## Document text

______________________________

We as a culture have a tendency to draw a bright line between human space and natural space. Outside, there’s grass and trees and all the things that live in them, clashing and evolving according to their logic. Inside is our space, sterile and orderly and under human control. But you only have to give it cursory thought to realize how false that is. Carpenter bees drill into our siding, weeds sprout from cracks in the concrete, ants cart off the crumbs we drop on the ground. And sometimes, in some quiet corner of the house, a spider weaves an egg sac.
While we’re conditioned to think of them as invaders, most, of the spiders you find in your home have lived their whole lives there. Synanthropic species like the long-legged cellar spider Pholcus phalangioides or the noble false widow Steatoda nobilis thrive in the warmer, quieter nooks of human houses. They’re a cog in the machinery of your house’s ecosystem, preying on houseflies, gnats, and occasionally each other and, when they get a chance, making babies to continue the cycle.
The babies I’ve been corralling this week are yellow sac spiders from the genus Cheiracanthium. Specifically, they’re either native black-footed yellow sac spiders (C. inclusum) or introduced northern yellow sac spiders (C. mildei)—both are common, and even in adults, it’s hard to impossible to tell the difference without putting them under a microscope. About the size of a quarter when full-grown, these creamy yellow-white spiders are the most common species I find in my house: From fall through spring, almost every spider I catch is a yellow sac spider.
A full-grown Cheiracanthium
As common as they are, yellow sacs are probably some of the most maligned spiders in the United States. Google them, and you’ll be treated to a litany of pest control websites, “fact sheets,” and even medical journal articles claiming that their bite is necrotic, causing tissue and skin around the wound to die and slough off and leaving huge scars in their wake. If you’re anxious after learning that fact, you’re not alone.

______________________________

## Activity A
Put this sentence from the house spider passage into Spanish: "Carpenter bees drill into our siding, weeds sprout from cracks in the concrete, ants cart off the crumbs we drop on the ground."
## Activity B
Copy the part of the house spider passage that starts at the words "We as a culture" and ends after "an egg sac.".
## Activity C
According to the house spider passage, how big is a full-grown yellow sac spider?

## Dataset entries
______________________________

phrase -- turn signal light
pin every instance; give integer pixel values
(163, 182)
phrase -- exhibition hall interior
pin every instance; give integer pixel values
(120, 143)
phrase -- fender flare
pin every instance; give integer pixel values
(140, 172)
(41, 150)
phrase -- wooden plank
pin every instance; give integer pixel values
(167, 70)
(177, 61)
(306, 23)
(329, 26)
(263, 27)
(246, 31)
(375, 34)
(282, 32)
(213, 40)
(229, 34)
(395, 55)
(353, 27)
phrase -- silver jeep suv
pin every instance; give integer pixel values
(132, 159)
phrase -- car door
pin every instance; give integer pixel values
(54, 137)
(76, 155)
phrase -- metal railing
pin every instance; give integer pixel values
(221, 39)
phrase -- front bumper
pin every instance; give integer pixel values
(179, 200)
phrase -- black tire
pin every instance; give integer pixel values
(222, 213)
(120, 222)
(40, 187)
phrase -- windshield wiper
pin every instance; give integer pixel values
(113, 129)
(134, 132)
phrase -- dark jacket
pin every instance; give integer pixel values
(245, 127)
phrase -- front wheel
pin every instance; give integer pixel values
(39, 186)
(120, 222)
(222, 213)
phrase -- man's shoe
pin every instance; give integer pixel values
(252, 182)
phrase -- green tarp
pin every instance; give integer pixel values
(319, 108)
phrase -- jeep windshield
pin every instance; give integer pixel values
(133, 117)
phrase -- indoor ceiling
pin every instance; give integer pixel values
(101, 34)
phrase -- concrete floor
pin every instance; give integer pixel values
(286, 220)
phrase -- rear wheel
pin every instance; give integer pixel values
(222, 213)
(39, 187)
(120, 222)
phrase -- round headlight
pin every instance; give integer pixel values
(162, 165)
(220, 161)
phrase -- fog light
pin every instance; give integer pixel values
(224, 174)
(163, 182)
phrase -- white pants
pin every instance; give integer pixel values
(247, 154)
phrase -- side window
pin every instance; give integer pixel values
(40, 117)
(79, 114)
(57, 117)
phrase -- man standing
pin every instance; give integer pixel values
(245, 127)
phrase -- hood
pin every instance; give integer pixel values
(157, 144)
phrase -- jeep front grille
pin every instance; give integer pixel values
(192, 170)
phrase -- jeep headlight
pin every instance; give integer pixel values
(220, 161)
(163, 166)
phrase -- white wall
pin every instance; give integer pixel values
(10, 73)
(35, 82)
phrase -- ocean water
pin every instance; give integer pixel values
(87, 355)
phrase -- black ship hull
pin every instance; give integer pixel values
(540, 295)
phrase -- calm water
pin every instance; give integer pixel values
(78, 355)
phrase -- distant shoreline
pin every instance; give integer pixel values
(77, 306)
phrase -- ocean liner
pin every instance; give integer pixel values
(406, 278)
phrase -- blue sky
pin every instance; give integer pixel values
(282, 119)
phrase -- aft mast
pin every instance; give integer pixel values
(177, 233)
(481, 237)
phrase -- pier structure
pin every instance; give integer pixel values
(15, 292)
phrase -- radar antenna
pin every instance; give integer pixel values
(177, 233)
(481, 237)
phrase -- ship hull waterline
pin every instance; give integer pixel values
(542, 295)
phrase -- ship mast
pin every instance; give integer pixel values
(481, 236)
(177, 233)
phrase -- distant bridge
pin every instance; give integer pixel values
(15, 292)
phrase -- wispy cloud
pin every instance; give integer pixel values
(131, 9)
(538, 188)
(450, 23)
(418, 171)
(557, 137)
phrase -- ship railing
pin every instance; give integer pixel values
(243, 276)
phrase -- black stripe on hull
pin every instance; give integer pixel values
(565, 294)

______________________________

## Reply A
Las abejas carpinteras perforan nuestro revestimiento exterior, las malas hierbas brotan de las grietas del concreto y las hormigas se llevan las migajas que dejamos caer al suelo.

## Reply B
We as a culture have a tendency to draw a bright line between human space and natural space. Outside, there’s grass and trees and all the things that live in them, clashing and evolving according to their logic. Inside is our space, sterile and orderly and under human control. But you only have to give it cursory thought to realize how false that is. Carpenter bees drill into our siding, weeds sprout from cracks in the concrete, ants cart off the crumbs we drop on the ground. And sometimes, in some quiet corner of the house, a spider weaves an egg sac.

## Reply C
About the size of a quarter.